**Questions to answer**
1: In the marijuana ballot measures text, recast the paragraph beginning "Voters in five states" as a short bulleted list that keeps its main facts.
2: Write the next paragraph of the text on marijuana ballot measures, picking up after its final sentence.

### Page excerpt

Voters in five states will decide seven marijuana-related ballot measures this year. Initiatives or propositions in Arizona, Montana, New Jersey and South Dakota would legalize marijuana for recreational use. Measures in Mississippi and South Dakota would legalize marijuana for medicinal purposes.
Proponents of those measures say new legal sales — and the excise taxes that come with them — would fill revenue gaps at a time when state government budgets have been decimated by the coronavirus pandemic.
“It’s time to legalize adult use marijuana and generate millions for Arizona,” an advertisement supporting Proposition 207 here says. “$300 million in new revenue for public safety, for our community colleges, for mental health services and for roads in our rural communities.”
The new pitch to voters is a marked evolution from earlier years, when legalization proponents focused on the harm wrought on minority communities by the decades-long war on drugs.

######
### Records shown

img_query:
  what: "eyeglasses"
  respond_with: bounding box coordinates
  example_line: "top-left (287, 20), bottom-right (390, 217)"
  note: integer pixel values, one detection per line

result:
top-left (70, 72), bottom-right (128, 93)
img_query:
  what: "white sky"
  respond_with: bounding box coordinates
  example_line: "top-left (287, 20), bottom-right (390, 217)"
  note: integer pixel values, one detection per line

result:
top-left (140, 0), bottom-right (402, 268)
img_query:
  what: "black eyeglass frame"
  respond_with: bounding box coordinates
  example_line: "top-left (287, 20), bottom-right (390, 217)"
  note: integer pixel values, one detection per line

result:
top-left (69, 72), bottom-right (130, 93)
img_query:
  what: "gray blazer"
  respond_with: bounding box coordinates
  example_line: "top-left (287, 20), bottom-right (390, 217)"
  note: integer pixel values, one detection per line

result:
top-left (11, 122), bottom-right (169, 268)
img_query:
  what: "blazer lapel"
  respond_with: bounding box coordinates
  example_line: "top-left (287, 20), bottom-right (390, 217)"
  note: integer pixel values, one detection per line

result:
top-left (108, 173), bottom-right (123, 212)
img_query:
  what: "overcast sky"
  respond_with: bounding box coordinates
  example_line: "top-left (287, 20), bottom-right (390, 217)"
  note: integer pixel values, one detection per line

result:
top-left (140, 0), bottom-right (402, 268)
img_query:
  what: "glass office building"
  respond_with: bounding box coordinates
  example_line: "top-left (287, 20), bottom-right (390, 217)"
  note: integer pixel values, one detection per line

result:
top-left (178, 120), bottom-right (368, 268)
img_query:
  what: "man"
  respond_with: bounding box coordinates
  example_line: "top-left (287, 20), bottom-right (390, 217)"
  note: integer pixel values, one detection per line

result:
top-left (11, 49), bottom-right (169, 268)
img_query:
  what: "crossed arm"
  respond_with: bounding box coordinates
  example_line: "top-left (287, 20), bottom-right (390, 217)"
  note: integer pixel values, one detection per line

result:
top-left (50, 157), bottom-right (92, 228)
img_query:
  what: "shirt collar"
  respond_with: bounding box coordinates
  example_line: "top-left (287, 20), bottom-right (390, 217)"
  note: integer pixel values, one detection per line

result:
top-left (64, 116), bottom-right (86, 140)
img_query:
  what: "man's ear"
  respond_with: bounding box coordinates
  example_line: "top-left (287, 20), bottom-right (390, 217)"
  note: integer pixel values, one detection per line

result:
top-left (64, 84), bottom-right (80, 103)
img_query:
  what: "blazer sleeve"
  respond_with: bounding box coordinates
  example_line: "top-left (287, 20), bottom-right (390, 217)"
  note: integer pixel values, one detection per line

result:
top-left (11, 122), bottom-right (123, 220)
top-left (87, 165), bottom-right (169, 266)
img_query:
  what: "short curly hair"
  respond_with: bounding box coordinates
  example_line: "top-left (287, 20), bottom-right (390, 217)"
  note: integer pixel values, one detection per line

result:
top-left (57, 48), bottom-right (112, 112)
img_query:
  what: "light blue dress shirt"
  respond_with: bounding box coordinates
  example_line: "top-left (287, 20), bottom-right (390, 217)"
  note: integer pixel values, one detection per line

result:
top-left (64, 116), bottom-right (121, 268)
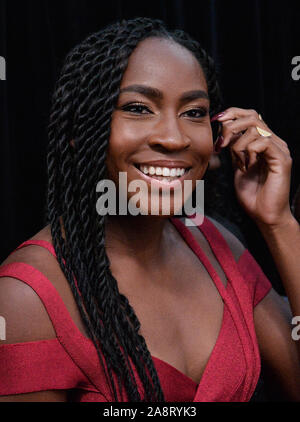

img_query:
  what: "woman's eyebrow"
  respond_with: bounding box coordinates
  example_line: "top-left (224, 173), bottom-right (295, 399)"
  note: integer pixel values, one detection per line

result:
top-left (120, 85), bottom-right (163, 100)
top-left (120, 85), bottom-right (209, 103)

######

**Responses**
1:
- Voters in five states will decide seven marijuana-related ballot measures this year.
- Recreational-use legalization is proposed in Arizona, Montana, New Jersey and South Dakota.
- Medicinal-use legalization is proposed in Mississippi and South Dakota.

2:
In the past, the pro-legalization message “was a lot about how an arrest can ruin a life, and you can’t get credit, and you can’t get an apartment, and a young person can make a mistake and be messed up for life,” said Martin Hamburger, a Democratic strategist working on legalization campaigns this year in Montana, South Dakota and Mississippi.
“The messages that we’re using [now] in a lot of these places are about how people can access marijuana for health purposes and the revenue that’s available,” he said.
To some supporters, an end to the harshest consequences of the war on drugs remains a powerful argument in favor of legalization.